#### Document excerpt:
───
Google Cloud Big Data and Machine Learning Blog

Innovation in data processing and machine learning technology

Using BigQuery to Analyze PHP on GitHub

Thursday, September 22, 2016

Posted by Brent Shaffer, Developer Programs Engineer

This has been an exciting summer for Google BigQuery, with the release of Standard SQL (beta) and the availability of the Github Public Dataset. Additionally, many of us have been working hard to spread the love for PHP within Google. With that in mind, we decided to use BigQuery and Standard SQL to uncover data about some of the most popular open-source languages and libraries. Read on to see what we discovered — and for inspiration on how to use BigQuery and Standard SQL in your own queries.

Query #1: Programming languages with the best test coverage

Which programming language has the best test coverage? There are several ways to go about answering this question; our approach will check each repo for known Continuous Integration (CI) service files, specifically travis.yml, Jenkinsfile, circle.yml, shippable.yml and appveyor.yml. While tests may exist that don’t include those CI service integration files, targeting a specific file is less likely to generate false positives.

#StandardSQL
SELECT
  (
    SELECT ANY_VALUE(name)
    FROM UNNEST(language)
    WHERE bytes = most_bytes
  ) AS language_name,
  ROUND(
    SUM(
      CAST(has_tests AS INT64)
    )/COUNT(repo_name) * 100, 1
  ) AS percent,
  COUNT(repo_name) as count
FROM (
  SELECT
    l.repo_name,
    has_tests,
    language,
    (
      SELECT MAX(bytes)
      FROM UNNEST(language)
    ) as most_bytes
  FROM (
    SELECT
      repo_name,
      SUM(
        CAST(
          REGEXP_CONTAINS(
            path, 
            r'^\.travis\.yml|^Jenkinsfile|^circle\.yml|^shippable\.yml|^appveyor\.yml'
          ) AS INT64
        )
───
(Excerpts from a dataset)
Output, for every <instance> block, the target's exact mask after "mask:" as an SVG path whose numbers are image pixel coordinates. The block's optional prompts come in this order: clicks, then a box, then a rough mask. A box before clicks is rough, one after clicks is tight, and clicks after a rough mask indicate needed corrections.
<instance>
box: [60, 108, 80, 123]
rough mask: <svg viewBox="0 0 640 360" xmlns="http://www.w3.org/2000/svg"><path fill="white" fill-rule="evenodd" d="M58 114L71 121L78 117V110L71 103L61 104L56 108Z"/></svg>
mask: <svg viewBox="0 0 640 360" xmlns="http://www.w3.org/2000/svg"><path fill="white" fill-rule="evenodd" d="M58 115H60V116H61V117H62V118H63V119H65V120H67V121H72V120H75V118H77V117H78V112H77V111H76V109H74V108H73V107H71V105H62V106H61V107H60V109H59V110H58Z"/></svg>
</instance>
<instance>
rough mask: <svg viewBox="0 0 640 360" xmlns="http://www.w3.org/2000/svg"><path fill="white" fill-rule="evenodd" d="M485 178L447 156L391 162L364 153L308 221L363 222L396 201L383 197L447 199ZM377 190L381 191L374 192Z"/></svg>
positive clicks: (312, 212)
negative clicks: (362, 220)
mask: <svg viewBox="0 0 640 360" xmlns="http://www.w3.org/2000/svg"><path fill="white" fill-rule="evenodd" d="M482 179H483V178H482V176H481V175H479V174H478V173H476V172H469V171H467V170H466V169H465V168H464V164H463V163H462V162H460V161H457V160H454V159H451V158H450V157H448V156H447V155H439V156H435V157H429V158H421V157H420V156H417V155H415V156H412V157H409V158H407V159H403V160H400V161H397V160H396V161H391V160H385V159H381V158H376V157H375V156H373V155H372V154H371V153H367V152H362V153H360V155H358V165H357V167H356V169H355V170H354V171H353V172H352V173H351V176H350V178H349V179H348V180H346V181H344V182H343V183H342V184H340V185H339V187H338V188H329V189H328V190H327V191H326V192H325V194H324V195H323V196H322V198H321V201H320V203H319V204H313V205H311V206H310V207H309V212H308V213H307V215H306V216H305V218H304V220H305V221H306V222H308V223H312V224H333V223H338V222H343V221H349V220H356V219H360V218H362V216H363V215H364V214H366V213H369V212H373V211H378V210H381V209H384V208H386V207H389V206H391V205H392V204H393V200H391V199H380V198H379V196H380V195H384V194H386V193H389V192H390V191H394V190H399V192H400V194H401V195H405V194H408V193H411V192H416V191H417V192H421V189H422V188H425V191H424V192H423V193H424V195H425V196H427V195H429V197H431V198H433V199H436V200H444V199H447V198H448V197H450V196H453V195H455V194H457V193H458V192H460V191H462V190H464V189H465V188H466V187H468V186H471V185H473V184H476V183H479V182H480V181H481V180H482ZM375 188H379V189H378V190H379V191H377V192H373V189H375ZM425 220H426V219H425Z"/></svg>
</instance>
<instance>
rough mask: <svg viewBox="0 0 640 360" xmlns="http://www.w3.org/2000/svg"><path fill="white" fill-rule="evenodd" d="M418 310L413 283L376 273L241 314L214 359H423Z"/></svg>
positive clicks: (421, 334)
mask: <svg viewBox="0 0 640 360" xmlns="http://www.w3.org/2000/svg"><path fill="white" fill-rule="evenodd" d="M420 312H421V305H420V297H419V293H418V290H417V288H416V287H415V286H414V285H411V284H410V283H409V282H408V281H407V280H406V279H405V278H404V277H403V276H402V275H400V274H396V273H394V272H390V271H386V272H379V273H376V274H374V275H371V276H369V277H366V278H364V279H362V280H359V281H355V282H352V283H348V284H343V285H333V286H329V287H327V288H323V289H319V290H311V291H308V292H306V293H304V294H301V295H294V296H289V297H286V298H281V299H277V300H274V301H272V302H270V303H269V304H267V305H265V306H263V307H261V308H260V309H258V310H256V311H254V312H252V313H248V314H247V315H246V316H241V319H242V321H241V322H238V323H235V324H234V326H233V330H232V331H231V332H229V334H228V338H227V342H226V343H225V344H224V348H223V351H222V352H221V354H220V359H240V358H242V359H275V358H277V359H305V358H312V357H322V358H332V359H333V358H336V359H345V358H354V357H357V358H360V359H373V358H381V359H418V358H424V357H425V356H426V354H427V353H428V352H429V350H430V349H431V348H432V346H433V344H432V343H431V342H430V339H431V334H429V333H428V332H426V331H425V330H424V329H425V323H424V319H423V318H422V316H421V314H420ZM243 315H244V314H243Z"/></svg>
───
#### Work item:
For each statement, state whether it agrees with the blog post on using BigQuery to analyze PHP on GitHub, answering yes or no and quoting the deciding words of the blog post. 1. The approach looks in each repository for files belonging to Continuous Integration services. 2. The blog post was written by a product manager. 3. The blog post holds that targeting a specific file is more likely to produce false positives.

#### Answer to this problem:
1. Yes: "our approach will check each repo for known Continuous Integration (CI) service files"
2. No: "Posted by Brent Shaffer, Developer Programs Engineer"
3. No: "targeting a specific file is less likely to generate false positives"